The be-turbanned Immigration officer made some furious notes on my card and then he picked up his phone and he had a hushed conversation with someone. I became a little alarmed.
"I am actually here for work" I said.
More notes were made and another bloke with a turban came over to the desk. They both looked at me strangely. There was another call made and I was asked for whom I worked. I told them that I worked for the English and I showed them my business card. They then enquired when I would be returning to Singapore and I informed them that I would be going back on the weekend. I was eventually allowed entry but I suspect that I am being shadowed by MI5 agents.
I can feel their presence.
As I trudged through the Arrival Hall I looked for a man holding a sign with my name on it and there was of course none. The last two times that I have been to London there has always been a debacle with the car service that my company uses. Earlier this year when I arrived there were three guys waiting and holding signs with my name on it. They were all standing next to each other. The time before that there was none. Like this morning.
I was prepared for something like this so I had the number of the car service in my phone. I rang the office number and got a voicemail message informing me that the office was not open until 8.30am and it was only 6.00am. After a half an hour wait a very disheveled man arrived carrying a sign with my name on it. He asked me if I was me and I confirmed that I was. He then said, "Yoright?"
"Yoright" is an English greeting. It sort of means 'Hello" but it's literal translation is "Are you alright?"
I have been "yorighted" all day.
My reply to the "Yoright" given to me by the Driver-who-was-half-an-hour-late in picking me up was, "No I am not fucking alright. I have been waiting here for you for half an hour".
I told him that I was battered and was tired and grumpy. He apologized and told me that he had only been given the job an hour earlier and he had to come to Heathrow from West London.
==*==
[Exercise goal]:
Condense the paragraph beginning "I was prepared for something like this" in the London arrival account above into a short list of its main facts.

[Given data]:
==*==
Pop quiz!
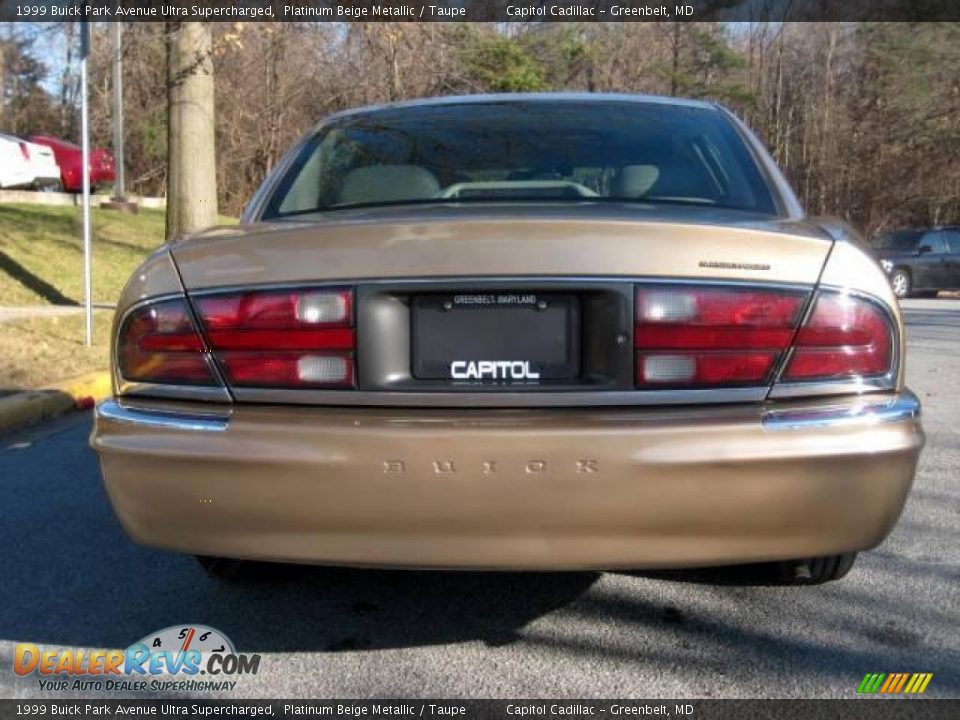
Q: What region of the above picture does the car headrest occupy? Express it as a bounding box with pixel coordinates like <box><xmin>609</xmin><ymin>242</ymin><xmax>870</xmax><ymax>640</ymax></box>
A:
==*==
[Answer to the problem]:
- I had the car service's number saved in my phone in advance.
- Calling the office at 6:00 a.m. got a voicemail saying it didn't open until 8:30 a.m.
- After a half-hour wait, a disheveled man arrived carrying a sign with my name.
- He checked that I was the right person, then greeted me with "Yoright?"